• EXERCISE: Reproduce word for word every line of the items, from the line containing "Can you find the distant" through the last line, including both.

• EXTRACTED INFORMATION:
======

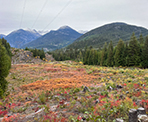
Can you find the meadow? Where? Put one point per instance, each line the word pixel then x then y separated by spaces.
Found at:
pixel 70 91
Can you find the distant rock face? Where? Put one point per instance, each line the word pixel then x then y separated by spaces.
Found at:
pixel 20 37
pixel 2 36
pixel 55 39
pixel 21 56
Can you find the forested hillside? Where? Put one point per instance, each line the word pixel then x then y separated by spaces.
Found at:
pixel 109 32
pixel 133 53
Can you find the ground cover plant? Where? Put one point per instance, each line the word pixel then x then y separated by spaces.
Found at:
pixel 70 91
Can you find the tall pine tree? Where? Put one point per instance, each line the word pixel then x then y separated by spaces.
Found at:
pixel 110 55
pixel 118 58
pixel 134 52
pixel 104 55
pixel 144 61
pixel 4 68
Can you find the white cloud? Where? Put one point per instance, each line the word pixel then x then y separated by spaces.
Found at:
pixel 79 14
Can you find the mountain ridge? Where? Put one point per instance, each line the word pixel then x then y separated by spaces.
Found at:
pixel 112 31
pixel 20 37
pixel 55 39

======

• ANSWER:
Can you find the distant rock face? Where? Put one point per instance, each line the word pixel then x then y separated by spaces.
Found at:
pixel 20 37
pixel 2 36
pixel 55 39
pixel 21 56
Can you find the forested hillside? Where? Put one point per instance, each line the word pixel then x then y separated by spaces.
Found at:
pixel 109 32
pixel 133 53
Can you find the ground cover plant? Where? Put one point per instance, each line the word pixel then x then y separated by spaces.
Found at:
pixel 70 91
Can you find the tall pine tree? Where? Put one point per instance, each line the word pixel then x then y separated by spaces.
Found at:
pixel 110 55
pixel 118 58
pixel 134 52
pixel 104 55
pixel 144 61
pixel 4 68
Can you find the white cloud? Where? Put one point per instance, each line the word pixel then x then y separated by spaces.
Found at:
pixel 79 14
Can you find the mountain ridge? Where? Put one point per instance, each line the word pixel then x then y separated by spaces.
Found at:
pixel 112 31
pixel 20 37
pixel 55 39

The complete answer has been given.